Exercise description >> Quote the records below in full, exactly as given, with the images taken out.

Data under study >>
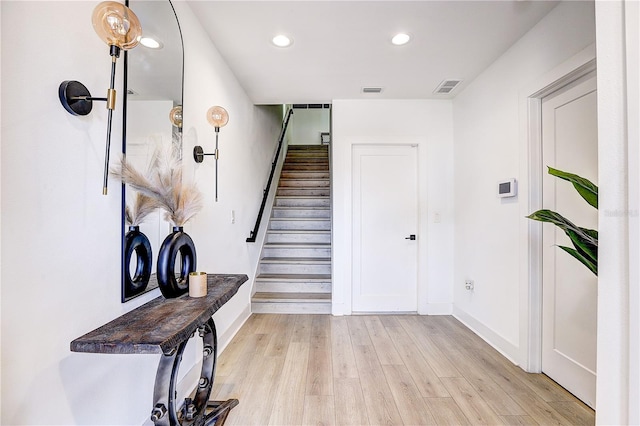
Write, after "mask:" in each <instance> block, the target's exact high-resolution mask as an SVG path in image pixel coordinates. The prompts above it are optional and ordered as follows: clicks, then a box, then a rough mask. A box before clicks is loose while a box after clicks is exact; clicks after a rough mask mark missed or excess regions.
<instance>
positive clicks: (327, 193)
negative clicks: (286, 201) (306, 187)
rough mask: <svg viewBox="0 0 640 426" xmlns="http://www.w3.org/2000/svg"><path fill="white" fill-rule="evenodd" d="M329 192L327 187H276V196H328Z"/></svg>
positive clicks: (299, 196)
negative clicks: (325, 187) (321, 187)
mask: <svg viewBox="0 0 640 426" xmlns="http://www.w3.org/2000/svg"><path fill="white" fill-rule="evenodd" d="M330 194H331V192H330V190H329V188H278V191H277V192H276V195H278V196H285V197H286V196H295V197H328V196H329V195H330Z"/></svg>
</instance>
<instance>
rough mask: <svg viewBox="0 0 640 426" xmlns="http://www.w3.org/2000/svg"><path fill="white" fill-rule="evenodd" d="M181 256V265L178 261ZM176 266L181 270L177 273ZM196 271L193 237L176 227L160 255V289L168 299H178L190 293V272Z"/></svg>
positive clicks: (158, 256)
mask: <svg viewBox="0 0 640 426" xmlns="http://www.w3.org/2000/svg"><path fill="white" fill-rule="evenodd" d="M178 255H179V256H180V258H179V260H180V264H179V265H176V259H178ZM176 266H179V268H180V270H179V271H177V273H176V270H175V268H176ZM195 270H196V247H195V245H194V244H193V240H192V239H191V237H190V236H189V235H188V234H186V233H184V232H183V231H182V227H181V226H180V227H178V226H174V227H173V233H171V234H169V236H167V238H165V239H164V241H163V242H162V246H161V247H160V252H159V253H158V267H157V270H156V272H157V278H158V287H159V288H160V291H161V292H162V295H163V296H164V297H166V298H167V299H171V298H174V297H178V296H180V295H182V294H184V293H186V292H187V291H189V272H193V271H195Z"/></svg>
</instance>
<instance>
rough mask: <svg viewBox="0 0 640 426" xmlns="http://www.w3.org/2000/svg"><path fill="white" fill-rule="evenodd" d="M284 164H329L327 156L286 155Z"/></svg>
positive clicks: (315, 155)
mask: <svg viewBox="0 0 640 426" xmlns="http://www.w3.org/2000/svg"><path fill="white" fill-rule="evenodd" d="M284 162H285V163H326V164H329V157H328V156H327V155H304V156H299V155H287V157H286V158H285V159H284Z"/></svg>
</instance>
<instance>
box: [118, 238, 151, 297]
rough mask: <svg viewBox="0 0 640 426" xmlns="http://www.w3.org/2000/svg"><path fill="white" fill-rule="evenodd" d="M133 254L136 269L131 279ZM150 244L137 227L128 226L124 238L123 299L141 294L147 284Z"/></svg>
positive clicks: (147, 282) (148, 283) (143, 290)
mask: <svg viewBox="0 0 640 426" xmlns="http://www.w3.org/2000/svg"><path fill="white" fill-rule="evenodd" d="M134 252H135V254H136V257H137V260H136V269H135V272H134V274H133V277H131V270H130V267H129V265H130V264H131V257H132V256H133V253H134ZM152 259H153V257H152V253H151V243H149V239H148V238H147V236H146V235H144V234H143V233H142V232H140V227H139V226H130V227H129V232H127V234H126V235H125V236H124V265H125V267H124V271H123V273H124V297H133V296H135V295H137V294H140V293H142V292H143V291H144V290H145V289H146V288H147V284H149V277H151V263H152Z"/></svg>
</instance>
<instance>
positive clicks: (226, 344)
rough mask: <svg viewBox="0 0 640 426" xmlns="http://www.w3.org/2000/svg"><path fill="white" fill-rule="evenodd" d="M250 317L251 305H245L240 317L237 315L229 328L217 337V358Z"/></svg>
mask: <svg viewBox="0 0 640 426" xmlns="http://www.w3.org/2000/svg"><path fill="white" fill-rule="evenodd" d="M250 316H251V304H250V303H249V304H247V306H245V308H244V309H243V310H242V312H241V313H240V315H238V317H237V318H236V319H235V321H233V323H231V326H229V328H227V329H226V330H225V332H224V333H222V334H221V335H219V336H218V356H220V354H221V353H222V351H224V350H225V348H226V347H227V345H228V344H229V343H230V342H231V339H233V336H235V335H236V334H237V333H238V331H240V329H241V328H242V326H243V325H244V323H245V322H247V320H248V319H249V317H250Z"/></svg>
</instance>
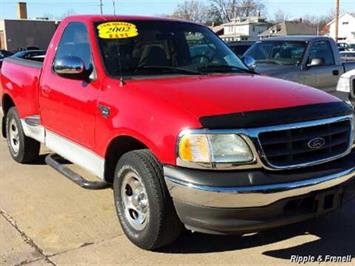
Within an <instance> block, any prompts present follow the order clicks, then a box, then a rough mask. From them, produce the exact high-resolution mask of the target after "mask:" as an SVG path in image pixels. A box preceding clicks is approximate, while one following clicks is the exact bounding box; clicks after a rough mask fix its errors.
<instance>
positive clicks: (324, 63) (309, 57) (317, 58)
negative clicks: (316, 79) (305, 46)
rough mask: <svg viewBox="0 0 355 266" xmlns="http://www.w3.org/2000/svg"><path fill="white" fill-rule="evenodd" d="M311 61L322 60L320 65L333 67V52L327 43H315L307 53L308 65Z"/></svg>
mask: <svg viewBox="0 0 355 266" xmlns="http://www.w3.org/2000/svg"><path fill="white" fill-rule="evenodd" d="M312 59H320V60H322V63H323V64H322V65H324V66H328V65H334V64H335V62H334V57H333V51H332V49H331V47H330V45H329V42H328V41H319V42H315V43H314V44H313V45H312V46H311V48H310V51H309V58H308V63H311V61H312Z"/></svg>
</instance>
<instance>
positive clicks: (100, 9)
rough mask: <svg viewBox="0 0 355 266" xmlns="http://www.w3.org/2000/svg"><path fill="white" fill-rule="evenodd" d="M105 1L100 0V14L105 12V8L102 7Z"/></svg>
mask: <svg viewBox="0 0 355 266" xmlns="http://www.w3.org/2000/svg"><path fill="white" fill-rule="evenodd" d="M103 5H104V4H103V3H102V0H100V14H101V15H102V14H103V10H102V7H103Z"/></svg>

Result >>
Write, after "mask:" in each <instance> block, the target's exact high-resolution mask as an SVG path in image pixel coordinates. The prompts above it are optional and ordered as follows: clicks, then a box, then a rough mask. A box before clicks is loose while a box after clicks is exact; clicks after a rough mask mark missed or excess regions.
<instance>
positive clicks: (327, 193)
negative clicks: (286, 201) (306, 187)
rough mask: <svg viewBox="0 0 640 426" xmlns="http://www.w3.org/2000/svg"><path fill="white" fill-rule="evenodd" d="M329 192L327 187H276V196H328Z"/></svg>
positive clicks: (299, 196)
negative clicks: (325, 187) (321, 187)
mask: <svg viewBox="0 0 640 426" xmlns="http://www.w3.org/2000/svg"><path fill="white" fill-rule="evenodd" d="M330 194H331V192H330V190H329V188H278V191H277V192H276V195H278V196H285V197H286V196H295V197H328V196H329V195H330Z"/></svg>
</instance>
<instance>
rough mask: <svg viewBox="0 0 640 426" xmlns="http://www.w3.org/2000/svg"><path fill="white" fill-rule="evenodd" d="M181 256V265L178 261ZM176 266L181 270L177 273ZM196 271L193 237L176 227L160 255V289L168 299H178L190 293V272Z"/></svg>
positive clicks: (158, 256)
mask: <svg viewBox="0 0 640 426" xmlns="http://www.w3.org/2000/svg"><path fill="white" fill-rule="evenodd" d="M178 255H179V256H180V258H179V260H180V264H179V265H176V259H178ZM176 266H179V268H180V270H179V271H177V273H176V270H175V268H176ZM195 270H196V247H195V245H194V244H193V240H192V239H191V237H190V236H189V235H188V234H186V233H184V232H183V231H182V227H181V226H180V227H178V226H174V227H173V233H171V234H169V236H167V238H165V239H164V241H163V242H162V246H161V247H160V252H159V253H158V267H157V270H156V272H157V278H158V287H159V288H160V291H161V292H162V295H163V296H164V297H166V298H167V299H171V298H174V297H178V296H180V295H182V294H184V293H186V292H187V291H189V272H193V271H195Z"/></svg>
</instance>
<instance>
rough mask: <svg viewBox="0 0 640 426" xmlns="http://www.w3.org/2000/svg"><path fill="white" fill-rule="evenodd" d="M284 164H329L327 156L286 155Z"/></svg>
positive clicks: (315, 155)
mask: <svg viewBox="0 0 640 426" xmlns="http://www.w3.org/2000/svg"><path fill="white" fill-rule="evenodd" d="M284 162H285V163H326V164H329V157H328V156H327V155H304V156H299V155H287V157H286V158H285V159H284Z"/></svg>
</instance>
<instance>
box: [118, 238, 151, 297]
rough mask: <svg viewBox="0 0 640 426" xmlns="http://www.w3.org/2000/svg"><path fill="white" fill-rule="evenodd" d="M133 254L136 269L131 279ZM150 244L137 227L128 226L124 238L123 299L141 294L147 284Z"/></svg>
positive clicks: (147, 282) (148, 283) (143, 290)
mask: <svg viewBox="0 0 640 426" xmlns="http://www.w3.org/2000/svg"><path fill="white" fill-rule="evenodd" d="M134 252H135V254H136V257H137V260H136V269H135V272H134V274H133V277H131V270H130V267H129V265H130V264H131V257H132V256H133V253H134ZM152 259H153V257H152V253H151V243H149V239H148V238H147V236H146V235H144V234H143V233H142V232H140V227H139V226H130V227H129V232H127V234H126V235H125V236H124V265H125V267H124V271H123V273H124V297H133V296H135V295H137V294H140V293H142V292H143V291H144V290H145V289H146V288H147V284H149V277H151V263H152Z"/></svg>
</instance>
<instance>
positive clicks: (226, 344)
rough mask: <svg viewBox="0 0 640 426" xmlns="http://www.w3.org/2000/svg"><path fill="white" fill-rule="evenodd" d="M250 317L251 305H245L240 317L237 315L229 328L217 337V358Z"/></svg>
mask: <svg viewBox="0 0 640 426" xmlns="http://www.w3.org/2000/svg"><path fill="white" fill-rule="evenodd" d="M250 316H251V304H250V303H249V304H247V306H245V308H244V309H243V310H242V312H241V313H240V315H238V317H237V318H236V319H235V321H233V323H231V326H229V328H227V329H226V330H225V332H224V333H222V334H221V335H219V336H218V356H220V354H221V353H222V351H224V350H225V348H226V347H227V345H228V344H229V343H230V342H231V339H233V336H235V335H236V334H237V333H238V331H240V329H241V328H242V326H243V325H244V323H245V322H247V320H248V319H249V317H250Z"/></svg>
</instance>
Within an <instance> block, any prompts present follow the order clicks, then a box, then a rough mask. From them, produce the exact high-resolution mask of the target after "mask:" as an SVG path in image pixels. A box preceding clicks is approximate, while one following clicks is the exact bounding box; clicks after a rough mask fix its errors.
<instance>
positive clicks: (324, 63) (309, 57) (317, 58)
negative clicks: (316, 79) (305, 46)
rough mask: <svg viewBox="0 0 355 266" xmlns="http://www.w3.org/2000/svg"><path fill="white" fill-rule="evenodd" d="M311 61L322 60L320 65L333 67V52L327 43H315L307 53L308 65Z"/></svg>
mask: <svg viewBox="0 0 355 266" xmlns="http://www.w3.org/2000/svg"><path fill="white" fill-rule="evenodd" d="M312 59H320V60H322V63H323V64H322V65H324V66H328V65H334V64H335V62H334V57H333V51H332V49H331V47H330V45H329V42H328V41H319V42H315V43H314V44H313V45H312V46H311V48H310V51H309V58H308V63H311V61H312Z"/></svg>
</instance>
<instance>
positive clicks: (100, 9)
rough mask: <svg viewBox="0 0 355 266" xmlns="http://www.w3.org/2000/svg"><path fill="white" fill-rule="evenodd" d="M105 1L100 0V14L105 12V8L102 7Z"/></svg>
mask: <svg viewBox="0 0 355 266" xmlns="http://www.w3.org/2000/svg"><path fill="white" fill-rule="evenodd" d="M103 5H104V4H103V3H102V0H100V14H101V15H102V14H103V10H102V7H103Z"/></svg>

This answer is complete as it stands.